> **任务要求**:
1. 根据这段讲ES分词的阅读文本,在es7以后的版本里,分词粒度要大于1时,得把哪个设置调到大于等于min_gram和max_gram的差值?
2. 这段讲ES分词的阅读文本举了一个例子:粒度为3的edge_ngram分词器搜索“我是中国人”。请列出它分出来的所有词。
3. 请接着这段讲ES分词的阅读文本往下写,从它停下的地方写起。

需要注意的是es7以后的版本min_gram和max_gram的粒度默认是不大于1,也就是说分词是一个字符一个字符逐个分的。如果粒度需要大于1需要设置一下index.max_ngram_diff大于等于它们的差值,否则会报错。
分词粒度的效果,例:搜索我是中国人
分词粒度为默认1,以ngram分词器分词,则分词效果为
我 是 中 国 人
分词粒度为默认3,以ngram分词器分词,则分词效果为
我 我是 我是中 是 是中 是中国 中 中国 中国人 国 国人 人
主要区别在于edge_ngram会按照首字符逐字匹配,ngram是全字符逐个匹配,比如分词粒度都是3的两个分词器,搜索我是中国人:
edge_ngram分词
我 我是 我是中 (edge_ngram分词必须以首字 ”我“ 开头逐个按步长,逐字符分词)
ngram分词
我 我是 我是中 是 是中 是中国 中 中国 中国人 国 国人 人(ngram分词逐字开始按步长,逐字符分词)
五、分词结果查看
查看具体数据的分词。查看user_addresses索引id为55655083数据的address_name字段的分词结果
GET user_addresses/_doc/55655083/_termvectors?fields=address_name
查看user_addresses索引address_name字段值是『山东省青岛市黄岛区』的分词结果(利用该字段的分词器进行测试)
GET user_addresses/_analyze
{
"field": "address_name",
"text": "山东省青岛市黄岛区"
}
查看指定分词器的分词结果(GET或者PUT都行)
GET _analyze
{
"analyzer": "english",
"text": "Eating an apple a day keeps docker away"

> **所给材料**:
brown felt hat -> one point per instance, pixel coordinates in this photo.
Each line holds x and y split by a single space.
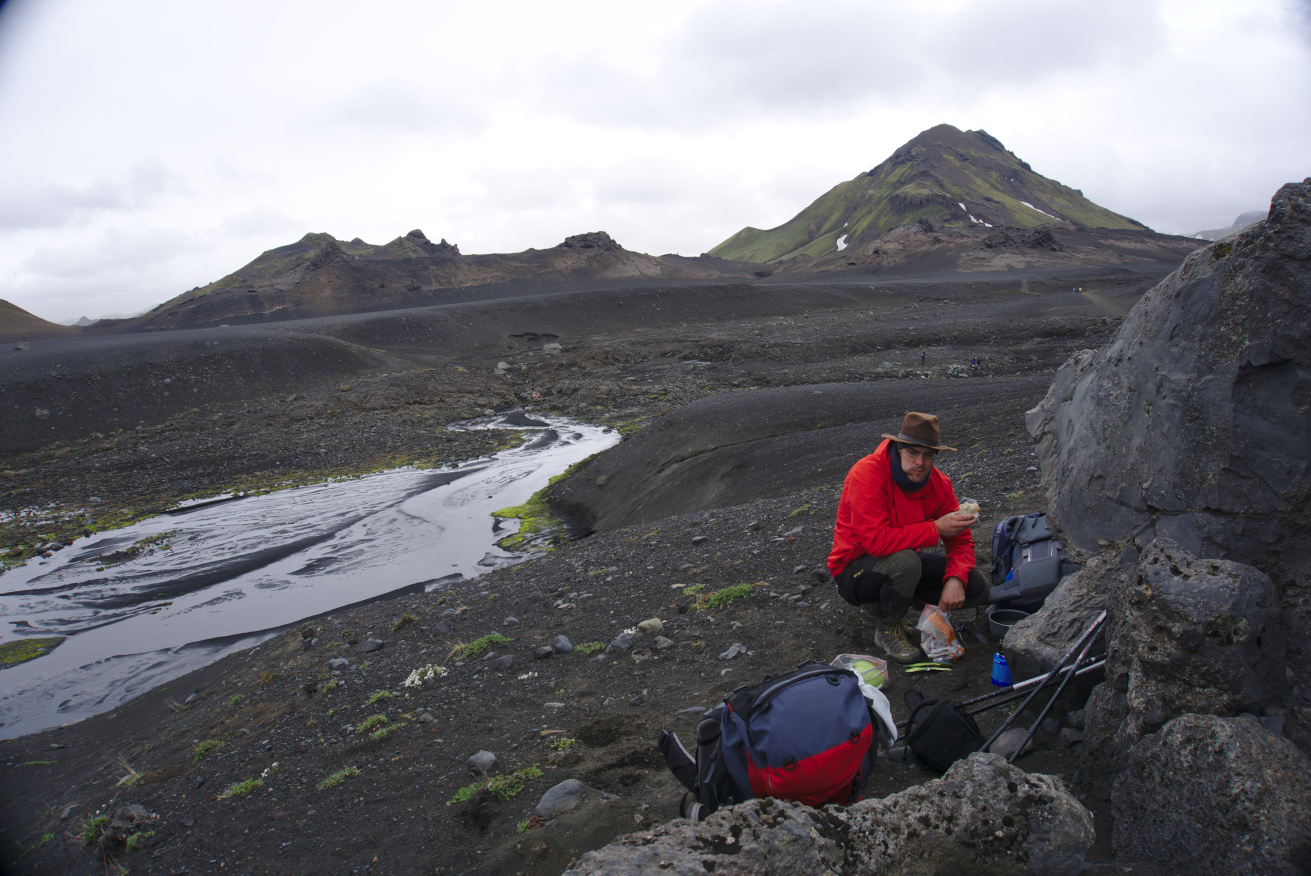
920 429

> **书面回答**:
1. index.max_ngram_diff

2. 我、我是、我是中

3.
}
查看指定分词器及filter(GET或者POST都行)
GET _analyze
{
"tokenizer": "standard",
"filter": ["lowercase"],
"text":"Hello WORLD"
}
# 结果
{
"tokens" : [
{
"token" : "hello",
"start_offset" : 0,
"end_offset" : 5,
"type" : "<ALPHANUM>",
"position" : 0
},
{
"token" : "world",
"start_offset" : 6,
"end_offset" : 11,
"type" : "<ALPHANUM>",
"position" : 1
}
]
}
六、分词器指定
写时分词器需要在 mapping 中指定,而且一经指定就不能再修改,若要修改必须新建索引。
读时分词器默认与写时分词器默认保持一致,读写采用一致的分词器,才能尽最大可能保证分词的结果是可以匹配的。
七、自定义拼音方案
settings:
{
"analysis":{
"analyzer":{
"my_ngram_analyzer":{
"tokenizer":"my_ngram_tokenizer"
},
"my_pinyin_analyzer":{
"tokenizer":"keyword",
"filter":"py"
}
},
"tokenizer":{
"my_ngram_tokenizer":{
"type":"ngram",
"min_ngram":1,
"max_ngram":1
}
},
"filter":{
"py":{
"type":"pinyin",
"first_letter":"prefix",
# 设置为true的话每个字的首字母都会进行分词
"keep_separate_first_letter":true,
"keep_full_pinyin":true,
"keep_joined_full_pinyin":true,
"keep_original":true,
# 字符长度
"limit_first_letter_length":16,
"lowercase":true,
"remove_duplicated_term":true
}
}
}
}
mapping:
{
"properties":{
"name":{
"type":"text",
"analyzer":"my_ngram_analyzer"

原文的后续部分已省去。